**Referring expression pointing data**
>>>>>

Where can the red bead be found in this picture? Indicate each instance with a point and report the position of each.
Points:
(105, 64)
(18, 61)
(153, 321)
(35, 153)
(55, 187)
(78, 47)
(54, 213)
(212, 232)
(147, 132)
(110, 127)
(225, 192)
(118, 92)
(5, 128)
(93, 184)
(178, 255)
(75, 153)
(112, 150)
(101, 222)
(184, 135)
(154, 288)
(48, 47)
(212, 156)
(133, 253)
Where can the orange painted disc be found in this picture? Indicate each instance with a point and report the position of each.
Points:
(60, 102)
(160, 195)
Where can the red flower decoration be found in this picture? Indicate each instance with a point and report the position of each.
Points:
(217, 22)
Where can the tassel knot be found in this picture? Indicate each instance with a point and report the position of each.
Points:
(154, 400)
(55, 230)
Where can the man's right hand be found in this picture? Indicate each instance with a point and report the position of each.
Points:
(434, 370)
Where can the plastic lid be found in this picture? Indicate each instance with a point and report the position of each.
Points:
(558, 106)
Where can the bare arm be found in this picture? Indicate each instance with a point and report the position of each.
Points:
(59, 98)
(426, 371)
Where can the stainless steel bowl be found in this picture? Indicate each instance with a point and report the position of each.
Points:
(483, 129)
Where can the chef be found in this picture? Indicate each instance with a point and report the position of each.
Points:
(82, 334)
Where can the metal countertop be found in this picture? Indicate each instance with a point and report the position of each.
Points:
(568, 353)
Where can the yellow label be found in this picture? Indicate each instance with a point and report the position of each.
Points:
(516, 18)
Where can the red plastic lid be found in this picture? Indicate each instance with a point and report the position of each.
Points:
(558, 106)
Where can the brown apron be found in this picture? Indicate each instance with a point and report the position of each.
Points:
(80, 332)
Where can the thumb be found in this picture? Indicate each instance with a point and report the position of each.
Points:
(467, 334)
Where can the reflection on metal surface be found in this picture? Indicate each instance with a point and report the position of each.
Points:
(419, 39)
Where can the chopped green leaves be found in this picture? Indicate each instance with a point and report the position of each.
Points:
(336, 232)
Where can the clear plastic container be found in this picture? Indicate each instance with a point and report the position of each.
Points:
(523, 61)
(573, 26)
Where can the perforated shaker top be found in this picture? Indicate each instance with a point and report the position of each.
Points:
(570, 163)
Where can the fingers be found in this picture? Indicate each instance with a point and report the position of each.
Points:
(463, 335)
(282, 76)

<<<<<

**Exercise directions**
Please go through the data above and copy each line that has the word "plastic".

**Reply**
Where can the plastic lid be found in this picture? Indicate each instance with a point and report the position of each.
Where can the red plastic lid be found in this picture? Indicate each instance with a point and report the position of each.
Where can the clear plastic container be found in this picture? Indicate each instance with a point and report the position of each.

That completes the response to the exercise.